[start Extracted material]
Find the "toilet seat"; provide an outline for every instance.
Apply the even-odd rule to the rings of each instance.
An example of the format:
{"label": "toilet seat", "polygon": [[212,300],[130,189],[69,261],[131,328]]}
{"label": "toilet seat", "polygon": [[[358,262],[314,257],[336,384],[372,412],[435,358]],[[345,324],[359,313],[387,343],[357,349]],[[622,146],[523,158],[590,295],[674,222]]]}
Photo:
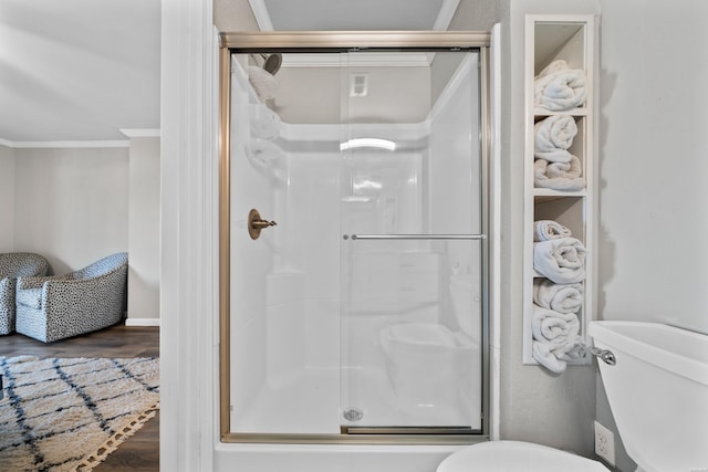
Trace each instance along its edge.
{"label": "toilet seat", "polygon": [[600,462],[541,444],[490,441],[452,453],[437,472],[610,472]]}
[end Extracted material]
- Written instruction: Without including any pictures, print each record exactly.

- Exercise solution:
Find the "toilet seat"; provide an outline for every instance.
Apply the even-odd rule to the rings of each instance.
An example of the format:
{"label": "toilet seat", "polygon": [[212,300],[130,189],[69,261],[131,328]]}
{"label": "toilet seat", "polygon": [[[358,262],[314,257],[336,384],[372,412],[435,358]],[[345,324],[359,313],[387,343],[357,349]],[[622,146],[523,158],[590,295],[674,222]]]}
Photo:
Trace each instance along its edge.
{"label": "toilet seat", "polygon": [[600,462],[541,444],[490,441],[452,453],[437,472],[610,472]]}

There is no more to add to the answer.